- Opening Delimiter -

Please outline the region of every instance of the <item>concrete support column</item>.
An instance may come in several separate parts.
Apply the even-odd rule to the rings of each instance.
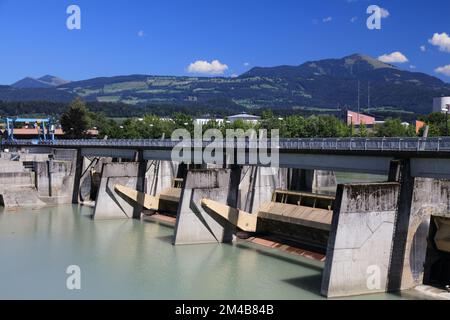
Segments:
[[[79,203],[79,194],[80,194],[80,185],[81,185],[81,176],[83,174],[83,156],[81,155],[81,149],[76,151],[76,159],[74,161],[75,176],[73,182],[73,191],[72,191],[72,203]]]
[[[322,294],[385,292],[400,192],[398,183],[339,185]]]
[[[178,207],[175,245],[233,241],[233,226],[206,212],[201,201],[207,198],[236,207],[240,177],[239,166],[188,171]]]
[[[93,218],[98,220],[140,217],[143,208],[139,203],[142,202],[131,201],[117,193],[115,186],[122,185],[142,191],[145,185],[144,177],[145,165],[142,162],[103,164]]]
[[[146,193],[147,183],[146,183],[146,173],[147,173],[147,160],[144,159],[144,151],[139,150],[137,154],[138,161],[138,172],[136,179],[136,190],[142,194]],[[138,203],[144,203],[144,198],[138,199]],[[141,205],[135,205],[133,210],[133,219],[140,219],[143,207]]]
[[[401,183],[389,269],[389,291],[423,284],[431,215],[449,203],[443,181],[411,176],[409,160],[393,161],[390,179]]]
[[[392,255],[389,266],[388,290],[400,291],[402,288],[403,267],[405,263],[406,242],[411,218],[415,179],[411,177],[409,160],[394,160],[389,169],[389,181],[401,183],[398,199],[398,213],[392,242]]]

- Closing Delimiter -
- Opening Delimiter -

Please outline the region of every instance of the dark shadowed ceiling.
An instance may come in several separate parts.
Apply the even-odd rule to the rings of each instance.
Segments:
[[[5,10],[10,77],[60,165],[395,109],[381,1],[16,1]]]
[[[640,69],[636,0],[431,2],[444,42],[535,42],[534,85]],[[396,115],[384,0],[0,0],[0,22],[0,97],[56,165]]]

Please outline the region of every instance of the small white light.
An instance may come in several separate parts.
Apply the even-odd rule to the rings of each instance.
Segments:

- Closing Delimiter -

> _Activity_
Throughout the records above, find the lines in which the word "region" appears and return them.

> _Output for this task_
Please outline the region of every instance of the <item>concrete support column</item>.
Please outline the region of every instance of the dark shadowed ceiling.
Please outline the region of every instance of the small white light.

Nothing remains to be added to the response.